═════ AUSGEWÄHLTER TEXTAUSZUG ═════

Doch das ist noch nicht die ganze bittere Geschichte über den
Bürgerkrieg in Syrien und das Bürokratie-Versagen hier. Beispiel Nummer
1: Bis das formale Verfahren für Selim überhaupt eröffnet wurde, verging
rund ein halbes Jahr. In der Regel soll das innerhalb von wenigen
Wochen geschehen. So aber wurde es eine lange Zeit, in der Selim, der
Integrationswillige mit der nahezu 100-prozentigen Bleibeperspektive,
nichts tun konnte außer warten. Und in der 10000 neue Asylbewerber nach
Sachsen kamen mit all den bekannten Folgen - von überfüllten Heimen bis
zu Versorgungsengpässen. Das gesamte System platzt aus den Nähten, doch
Selim hängt wider alle Vernunft in ihm fest.
Beim Thema Bürokratie-Versagen aber kommt noch eine weitere Facette
hinzu. Bis heute wird Selim vom zuständigen Amt für Migration und
Flüchtlinge (BAMF) mit Sitz in Chemnitz unter falschem Vornamen geführt -
Salam statt Salman, wie er richtig heißt. Das verkompliziert die Sache
zusätzlich, und es macht ihn mürbe. "Mein halbes Leben ist weg mit
Stress in Syrien", meint er, in gebrochenem Deutsch zwar, aber immerhin.
"In Syrien hatte ich keinen Pass, den bekam ich erst für den Krieg. Und
nun habe ich wieder keinen."
Was er damit meint, liegt angesichts seiner Lage auf der Hand. Es ist
die Perspektivlosigkeit, die ihn wurmt, das ungute Gefühl, sein Leben
nicht selbst in die Hände nehmen zu dürfen. Arbeiten will er, der in
Syrien jahrelang Autolackierer war, sein syrischer Pass liegt seit
Januar bei den Behörden im Schreibtisch. In seinem Fall müsste die
Anerkennung eine Frage von wenigen Tagen sein, ohne persönliche
Anhörung, reine Formsache. Doch das BAMF gibt sich zäh, seit Monaten tut
sich nichts.
Das Schicksal von Selim ist kein Einzelfall, es geht noch absurder.
Khaled Dhamen ist das beste Beispiel dafür. Der ist Syrer wie Selim,
zudem aber auch ein heiß begehrter Spezialist. Arzt ist Dhamen, ein
Chirurg mit dem Schwerpunkt Orthopädie. Die Kliniken in Sachsen dürften
sich - Stichwort Ärztemangel - um ihn reißen. Letztlich scheint das
alles aber kaum eine Rolle zu spielen. Geschlagene neun Monate musste
der 27-Jährige auf seine Anerkennung warten, durfte in dieser Zeit noch
nicht einmal einen Sprach-Kurs belegen, weil studierte Asylbewerber zu
diesen Kursen keinen Zugang haben - Absurdistan eben. Dhamen aber hat
Deutsch trotzdem gelernt, auf eigene Rechnung und dank eines kulanten
Bildungsträgers.

═════ BEREITGESTELLTE DATENSÄTZE ═════

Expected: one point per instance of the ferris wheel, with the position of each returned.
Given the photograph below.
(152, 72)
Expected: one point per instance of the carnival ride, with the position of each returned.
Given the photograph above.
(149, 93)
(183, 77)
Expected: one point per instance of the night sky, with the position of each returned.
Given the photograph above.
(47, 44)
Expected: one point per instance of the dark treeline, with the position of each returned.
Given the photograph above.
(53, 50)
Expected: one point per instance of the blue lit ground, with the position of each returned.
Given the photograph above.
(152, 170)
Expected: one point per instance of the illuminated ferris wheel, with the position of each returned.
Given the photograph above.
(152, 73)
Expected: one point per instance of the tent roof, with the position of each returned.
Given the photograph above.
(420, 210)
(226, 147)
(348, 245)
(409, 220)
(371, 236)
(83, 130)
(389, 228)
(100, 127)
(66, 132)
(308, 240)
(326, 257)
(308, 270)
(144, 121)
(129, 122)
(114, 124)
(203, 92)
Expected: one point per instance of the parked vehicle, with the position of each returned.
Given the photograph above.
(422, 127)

═════
═════ BEREITGESTELLTE DATENSÄTZE ═════

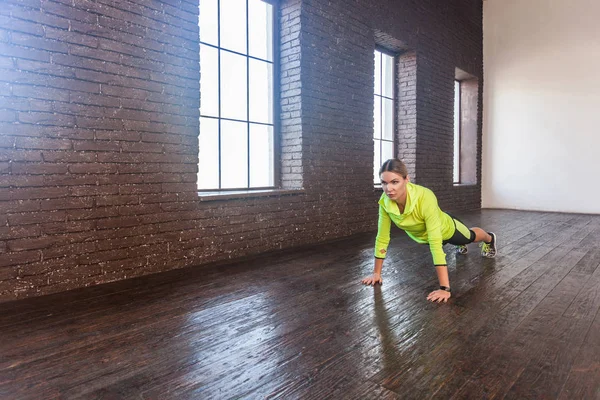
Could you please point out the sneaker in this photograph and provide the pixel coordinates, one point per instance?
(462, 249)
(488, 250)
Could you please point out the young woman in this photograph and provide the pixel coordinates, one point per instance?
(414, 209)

═════
═════ BEREITGESTELLTE DATENSÄTZE ═════

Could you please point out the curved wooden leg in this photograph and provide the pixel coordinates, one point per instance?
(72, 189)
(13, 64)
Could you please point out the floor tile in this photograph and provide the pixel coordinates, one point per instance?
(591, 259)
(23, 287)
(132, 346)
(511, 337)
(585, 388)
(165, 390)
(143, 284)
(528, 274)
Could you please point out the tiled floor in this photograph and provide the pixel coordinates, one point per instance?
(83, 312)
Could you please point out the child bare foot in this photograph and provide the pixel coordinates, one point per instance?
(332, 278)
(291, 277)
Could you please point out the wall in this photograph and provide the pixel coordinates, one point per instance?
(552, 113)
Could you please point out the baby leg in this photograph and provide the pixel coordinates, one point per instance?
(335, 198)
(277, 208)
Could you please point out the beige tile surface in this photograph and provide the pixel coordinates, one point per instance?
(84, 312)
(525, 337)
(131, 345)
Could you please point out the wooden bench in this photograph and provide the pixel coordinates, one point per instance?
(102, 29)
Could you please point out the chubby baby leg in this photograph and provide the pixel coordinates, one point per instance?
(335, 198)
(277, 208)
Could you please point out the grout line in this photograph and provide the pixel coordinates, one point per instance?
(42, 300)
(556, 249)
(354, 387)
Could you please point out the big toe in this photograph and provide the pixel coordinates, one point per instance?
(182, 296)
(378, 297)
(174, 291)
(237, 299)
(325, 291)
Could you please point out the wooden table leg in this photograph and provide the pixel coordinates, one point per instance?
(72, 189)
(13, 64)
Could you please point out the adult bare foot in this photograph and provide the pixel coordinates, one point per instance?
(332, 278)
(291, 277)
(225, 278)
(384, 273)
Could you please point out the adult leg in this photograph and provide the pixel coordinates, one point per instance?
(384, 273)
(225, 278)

═════

AUFGABENSAMMLUNG:
A - Unter welchem falschen Vornamen führt das BAMF Selim laut dem Textauszug?
B - Extrahieren Sie aus dem Textauszug den Abschnitt, der mit den Wörtern "Khaled Dhamen ist" einsetzt, und enden Sie nach den Wörtern "Bildungsträgers.".
Die Datensätze sind hierfür ohne Belang.

LÖSUNGEN JE AUFGABE:
A - Unter dem Vornamen Salam statt Salman.

B -
Khaled Dhamen ist das beste Beispiel dafür. Der ist Syrer wie Selim,
zudem aber auch ein heiß begehrter Spezialist. Arzt ist Dhamen, ein
Chirurg mit dem Schwerpunkt Orthopädie. Die Kliniken in Sachsen dürften
sich - Stichwort Ärztemangel - um ihn reißen. Letztlich scheint das
alles aber kaum eine Rolle zu spielen. Geschlagene neun Monate musste
der 27-Jährige auf seine Anerkennung warten, durfte in dieser Zeit noch
nicht einmal einen Sprach-Kurs belegen, weil studierte Asylbewerber zu
diesen Kursen keinen Zugang haben - Absurdistan eben. Dhamen aber hat
Deutsch trotzdem gelernt, auf eigene Rechnung und dank eines kulanten
Bildungsträgers.